**Tasks for this exercise:**
A - How would you condense the paragraph beginning "As you saw last time" in the Desford School history into a shorter version that keeps its main facts?
B - Pick up the Desford School history after its final sentence and carry it on.

**Page extract:**
Lovell returned during the 1929-30 Christmas holidays, and was emphatic that the standard of play had improved since his previous visit.
Desford School celebrated its jubilee in 1931, and this article outlines some of the changes Lane had made since his appointment as Superintendent.
The 1933 Children and Young Persons Act renamed Industrial Schools as Approved Schools, so Desford was now Desford Approved School. However, the school always preferred to be referred to locally simply as Desford School or Desford Boys’ School to avoid stigmatising the pupils. At this point children could remain there until the age of 16.
As you saw last time, Leicester was a pioneer in junior chess, amongst many other things. In January the first county boys’ championship took place in two sections, which appeared to be Under 18 and Under 16. The Desford boys were keen to take part, six entering in the senior and six in the junior section. Other schools represented were Wyggeston, for many years Leicester’s leading academic secondary school, Alderman Newton, also classified as a ‘Public School’ at the time, City Boys and Moat Road.
Unfortunately it’s not possible to identify all the Desford chess players as only initials and surname were given in the local press. In some cases the boys also took part in the annual boxing tournament, where the press gave their full names. Although the Leicestershire Records Office holds admission records, they are not able to release them due to data protection legislation, and, as we’ve seen, the boys might have come from anywhere in the country. Having an unusual surname was of course helpful.
As you’ll see, the Desford boys were pretty successful in their first competitive outing.
On a sad note, the winner of the senior section, Keith Dear, died four years later at the age of just 20.
There, winning the junior section and representing Desford (Approved) School, was Eric Harold Patrick, whose life we can reconstruct, although we don’t know why he was there.
He had been born on 23 August 1921 in Cannock, Staffordshire, the oldest of five children of Harold and Lily Patrick, who had married that January when they were both only 19. Shortly after his birth the family moved to Leicester, Lily’s home town. At the time of his success, then, he was only 12 years old, competing against boys who were a year or two older than him, and attending the city’s most prestigious secondary schools.

**Collected data entries:**

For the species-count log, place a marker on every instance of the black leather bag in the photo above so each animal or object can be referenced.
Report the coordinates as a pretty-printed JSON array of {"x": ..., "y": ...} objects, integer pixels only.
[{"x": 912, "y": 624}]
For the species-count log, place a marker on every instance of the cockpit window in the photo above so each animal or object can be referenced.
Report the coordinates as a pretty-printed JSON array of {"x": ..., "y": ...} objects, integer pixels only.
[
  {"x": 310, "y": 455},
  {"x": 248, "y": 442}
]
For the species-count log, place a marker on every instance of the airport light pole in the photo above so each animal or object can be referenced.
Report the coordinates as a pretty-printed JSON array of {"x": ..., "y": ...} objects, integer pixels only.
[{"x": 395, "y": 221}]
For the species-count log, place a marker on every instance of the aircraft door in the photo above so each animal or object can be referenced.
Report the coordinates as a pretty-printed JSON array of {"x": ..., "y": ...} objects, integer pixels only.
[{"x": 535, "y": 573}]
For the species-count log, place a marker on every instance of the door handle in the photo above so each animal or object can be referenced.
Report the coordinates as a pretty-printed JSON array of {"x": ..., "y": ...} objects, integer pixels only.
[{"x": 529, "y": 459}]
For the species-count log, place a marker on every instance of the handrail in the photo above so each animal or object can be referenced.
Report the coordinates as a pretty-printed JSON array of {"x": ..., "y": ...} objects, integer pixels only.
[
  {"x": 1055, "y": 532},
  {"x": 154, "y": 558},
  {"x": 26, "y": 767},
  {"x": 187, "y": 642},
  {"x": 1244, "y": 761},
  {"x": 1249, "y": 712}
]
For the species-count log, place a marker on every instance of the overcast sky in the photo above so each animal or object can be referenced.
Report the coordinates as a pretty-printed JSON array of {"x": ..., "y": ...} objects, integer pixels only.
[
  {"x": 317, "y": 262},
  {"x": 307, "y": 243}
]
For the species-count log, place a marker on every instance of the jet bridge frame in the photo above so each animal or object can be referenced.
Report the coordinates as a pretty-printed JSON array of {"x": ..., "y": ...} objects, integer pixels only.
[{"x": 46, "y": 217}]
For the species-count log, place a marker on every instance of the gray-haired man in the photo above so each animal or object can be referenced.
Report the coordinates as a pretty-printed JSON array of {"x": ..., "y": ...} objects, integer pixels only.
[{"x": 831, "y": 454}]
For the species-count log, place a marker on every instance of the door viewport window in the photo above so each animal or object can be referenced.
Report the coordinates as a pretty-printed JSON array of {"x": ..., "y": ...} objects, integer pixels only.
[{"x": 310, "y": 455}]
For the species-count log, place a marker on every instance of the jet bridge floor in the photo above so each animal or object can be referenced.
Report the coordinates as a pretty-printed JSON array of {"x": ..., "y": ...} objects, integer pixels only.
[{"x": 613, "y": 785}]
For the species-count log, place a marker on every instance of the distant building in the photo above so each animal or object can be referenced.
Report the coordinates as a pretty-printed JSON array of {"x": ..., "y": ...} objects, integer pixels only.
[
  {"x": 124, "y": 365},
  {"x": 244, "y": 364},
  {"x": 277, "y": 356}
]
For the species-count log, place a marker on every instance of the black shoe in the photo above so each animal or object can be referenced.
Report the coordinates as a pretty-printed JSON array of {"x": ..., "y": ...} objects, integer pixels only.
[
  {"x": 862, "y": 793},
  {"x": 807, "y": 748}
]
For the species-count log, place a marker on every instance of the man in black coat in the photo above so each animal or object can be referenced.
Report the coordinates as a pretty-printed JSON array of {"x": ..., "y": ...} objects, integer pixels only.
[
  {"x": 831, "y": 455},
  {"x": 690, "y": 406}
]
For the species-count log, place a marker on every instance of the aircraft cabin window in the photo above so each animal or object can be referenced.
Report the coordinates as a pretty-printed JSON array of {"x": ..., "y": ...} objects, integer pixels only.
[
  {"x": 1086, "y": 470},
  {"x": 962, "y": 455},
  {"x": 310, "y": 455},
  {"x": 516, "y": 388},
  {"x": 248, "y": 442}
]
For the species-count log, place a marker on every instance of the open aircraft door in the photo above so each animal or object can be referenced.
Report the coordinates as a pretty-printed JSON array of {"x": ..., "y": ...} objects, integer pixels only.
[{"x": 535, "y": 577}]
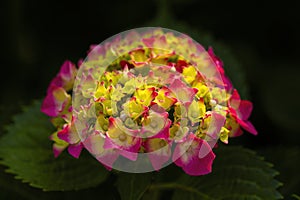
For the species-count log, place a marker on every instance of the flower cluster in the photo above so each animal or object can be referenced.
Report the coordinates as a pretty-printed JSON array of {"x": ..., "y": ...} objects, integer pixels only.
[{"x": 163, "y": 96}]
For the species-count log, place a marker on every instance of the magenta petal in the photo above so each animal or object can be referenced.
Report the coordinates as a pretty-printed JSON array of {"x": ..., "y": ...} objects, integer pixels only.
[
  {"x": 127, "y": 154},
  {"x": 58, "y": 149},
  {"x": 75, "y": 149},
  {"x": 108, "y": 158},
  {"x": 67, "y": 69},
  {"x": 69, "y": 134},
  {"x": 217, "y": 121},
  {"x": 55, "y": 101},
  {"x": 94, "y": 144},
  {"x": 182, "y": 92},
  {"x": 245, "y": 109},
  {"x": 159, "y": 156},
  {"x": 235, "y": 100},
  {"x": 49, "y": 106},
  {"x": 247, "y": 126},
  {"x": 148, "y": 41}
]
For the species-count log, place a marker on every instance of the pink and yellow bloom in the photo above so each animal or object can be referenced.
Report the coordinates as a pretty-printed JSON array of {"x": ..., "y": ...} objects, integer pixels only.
* * *
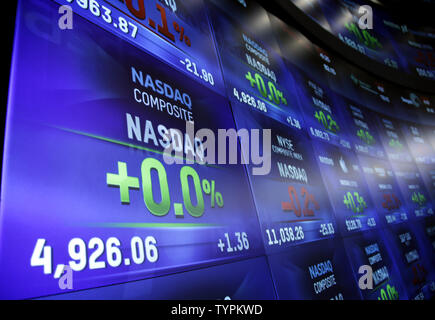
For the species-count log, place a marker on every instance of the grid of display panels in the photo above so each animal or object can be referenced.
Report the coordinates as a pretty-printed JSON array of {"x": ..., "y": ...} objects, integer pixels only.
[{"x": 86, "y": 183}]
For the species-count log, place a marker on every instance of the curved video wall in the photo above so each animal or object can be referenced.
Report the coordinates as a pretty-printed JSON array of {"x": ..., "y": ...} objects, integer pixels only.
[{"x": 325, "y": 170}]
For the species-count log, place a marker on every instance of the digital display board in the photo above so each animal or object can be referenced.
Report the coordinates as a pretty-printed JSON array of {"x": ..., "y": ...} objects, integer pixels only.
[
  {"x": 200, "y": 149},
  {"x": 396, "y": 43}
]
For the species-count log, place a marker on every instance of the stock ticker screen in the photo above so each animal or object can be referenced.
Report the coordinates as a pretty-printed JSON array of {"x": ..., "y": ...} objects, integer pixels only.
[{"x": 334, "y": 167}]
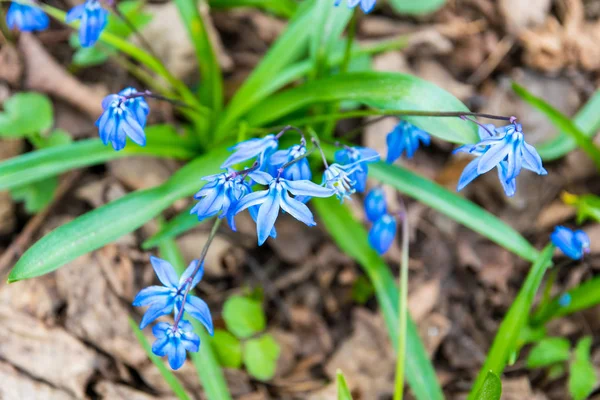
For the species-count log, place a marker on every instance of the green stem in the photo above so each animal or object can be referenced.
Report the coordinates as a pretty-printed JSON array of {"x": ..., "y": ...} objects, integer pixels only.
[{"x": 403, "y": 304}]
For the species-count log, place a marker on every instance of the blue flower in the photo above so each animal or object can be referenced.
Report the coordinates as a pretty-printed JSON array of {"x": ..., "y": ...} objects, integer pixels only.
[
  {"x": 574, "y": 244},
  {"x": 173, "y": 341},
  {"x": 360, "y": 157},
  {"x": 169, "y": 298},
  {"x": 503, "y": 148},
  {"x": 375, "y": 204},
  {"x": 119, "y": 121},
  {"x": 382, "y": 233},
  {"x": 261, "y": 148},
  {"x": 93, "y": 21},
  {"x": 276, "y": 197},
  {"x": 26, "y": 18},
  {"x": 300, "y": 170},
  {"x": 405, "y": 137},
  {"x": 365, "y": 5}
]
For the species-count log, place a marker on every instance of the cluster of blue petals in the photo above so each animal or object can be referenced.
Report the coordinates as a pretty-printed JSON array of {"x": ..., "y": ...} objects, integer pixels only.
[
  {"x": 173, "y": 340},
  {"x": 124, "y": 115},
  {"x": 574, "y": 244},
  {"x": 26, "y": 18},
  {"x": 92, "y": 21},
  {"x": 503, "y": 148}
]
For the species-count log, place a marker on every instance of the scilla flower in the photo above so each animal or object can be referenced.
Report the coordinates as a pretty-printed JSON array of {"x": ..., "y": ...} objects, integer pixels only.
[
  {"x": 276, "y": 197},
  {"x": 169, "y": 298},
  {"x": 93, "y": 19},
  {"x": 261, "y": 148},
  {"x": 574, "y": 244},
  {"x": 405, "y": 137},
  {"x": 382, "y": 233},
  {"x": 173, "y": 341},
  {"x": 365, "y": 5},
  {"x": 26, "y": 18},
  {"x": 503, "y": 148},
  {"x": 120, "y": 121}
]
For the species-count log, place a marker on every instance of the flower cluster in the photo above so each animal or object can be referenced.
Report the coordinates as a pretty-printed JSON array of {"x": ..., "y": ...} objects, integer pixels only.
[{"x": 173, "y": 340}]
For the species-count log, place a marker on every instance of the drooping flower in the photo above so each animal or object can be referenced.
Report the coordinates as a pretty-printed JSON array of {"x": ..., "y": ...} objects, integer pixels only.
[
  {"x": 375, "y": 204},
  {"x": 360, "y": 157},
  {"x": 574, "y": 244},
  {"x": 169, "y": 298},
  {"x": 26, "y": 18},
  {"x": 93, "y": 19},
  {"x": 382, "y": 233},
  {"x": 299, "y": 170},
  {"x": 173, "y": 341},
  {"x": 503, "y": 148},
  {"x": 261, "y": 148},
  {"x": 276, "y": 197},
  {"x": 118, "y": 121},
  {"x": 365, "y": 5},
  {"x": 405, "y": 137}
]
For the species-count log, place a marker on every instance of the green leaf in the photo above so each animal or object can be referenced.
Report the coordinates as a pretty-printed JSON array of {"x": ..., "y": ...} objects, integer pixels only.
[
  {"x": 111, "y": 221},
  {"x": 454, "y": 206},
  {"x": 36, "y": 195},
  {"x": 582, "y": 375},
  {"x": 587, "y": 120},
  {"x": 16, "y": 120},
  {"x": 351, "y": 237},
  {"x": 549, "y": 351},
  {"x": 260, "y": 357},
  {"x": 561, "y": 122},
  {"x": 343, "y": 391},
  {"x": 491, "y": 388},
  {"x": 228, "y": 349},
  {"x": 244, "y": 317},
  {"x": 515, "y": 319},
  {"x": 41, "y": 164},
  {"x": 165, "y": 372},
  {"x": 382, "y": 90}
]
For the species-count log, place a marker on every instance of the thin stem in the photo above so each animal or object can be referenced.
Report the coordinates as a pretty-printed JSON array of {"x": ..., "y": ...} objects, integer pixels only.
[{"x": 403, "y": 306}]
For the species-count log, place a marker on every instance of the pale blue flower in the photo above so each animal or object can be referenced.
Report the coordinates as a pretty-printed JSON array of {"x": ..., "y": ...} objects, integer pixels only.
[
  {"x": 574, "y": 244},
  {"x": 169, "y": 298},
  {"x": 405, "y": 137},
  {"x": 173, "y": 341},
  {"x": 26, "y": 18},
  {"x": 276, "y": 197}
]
---
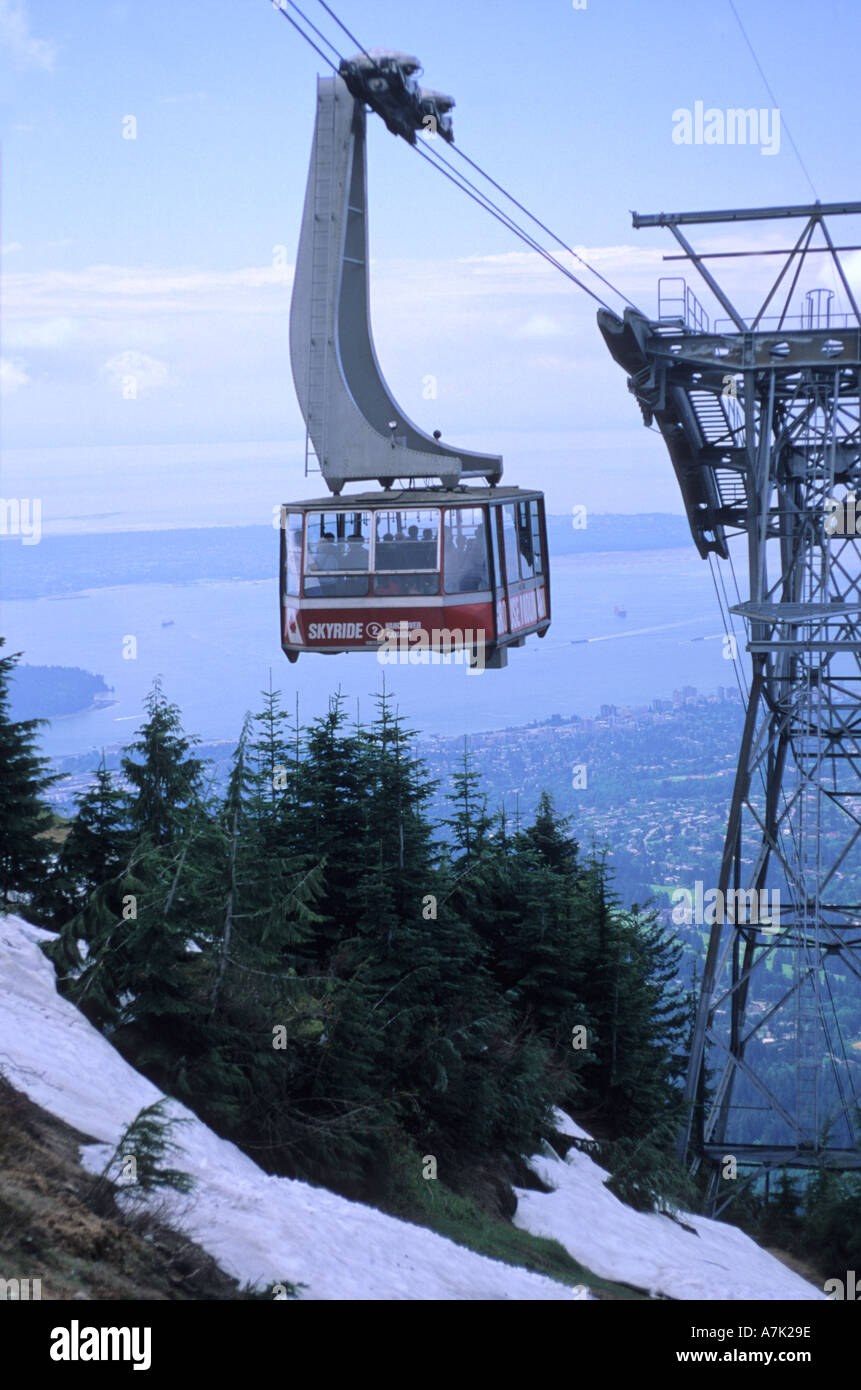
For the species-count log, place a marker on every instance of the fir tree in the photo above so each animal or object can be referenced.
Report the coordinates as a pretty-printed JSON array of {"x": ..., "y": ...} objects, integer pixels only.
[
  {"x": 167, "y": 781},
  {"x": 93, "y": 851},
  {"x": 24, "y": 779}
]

**Responses to the exercise:**
A - Leicester led the way in junior chess. Its first county boys' championship was held in January in two sections, apparently Under 18 and Under 16. Desford entered six boys in each section. Wyggeston, Alderman Newton, City Boys and Moat Road also took part.

B -
When Sydney Gimson came to present his annual report to the education committee a few months later, young Eric’s chess success was the item which elicited the most interest.
Gimson also revealed that he had played two games against Eric, both players winning one game.
There was another administrative change. From now on, boys had to leave Desford at 15 rather than 16. Sydney wasn’t impressed, as he told the school prizegiving. For some reason this was reported in the Women’s column of the local paper.
You’ll see that the school only awarded four prizes – and the fewer prizes you award, the more they’ll be valued. The most public spirited boy, the boy who was best at sports, the captain of the winning house – and the best chess player. A demonstration, I think, of the respect in which chess was held at Desford at the time.
By the end of the year it was time for the 1935 edition of the county junior championship. As boys now left Desford at 15 they were only represented in the junior section.
The local newspapers’ sports correspondents were invited along to have a look.
There was also a photographer present.
One paper even sent along their cartoonist: Eric Patrick was one of his subjects.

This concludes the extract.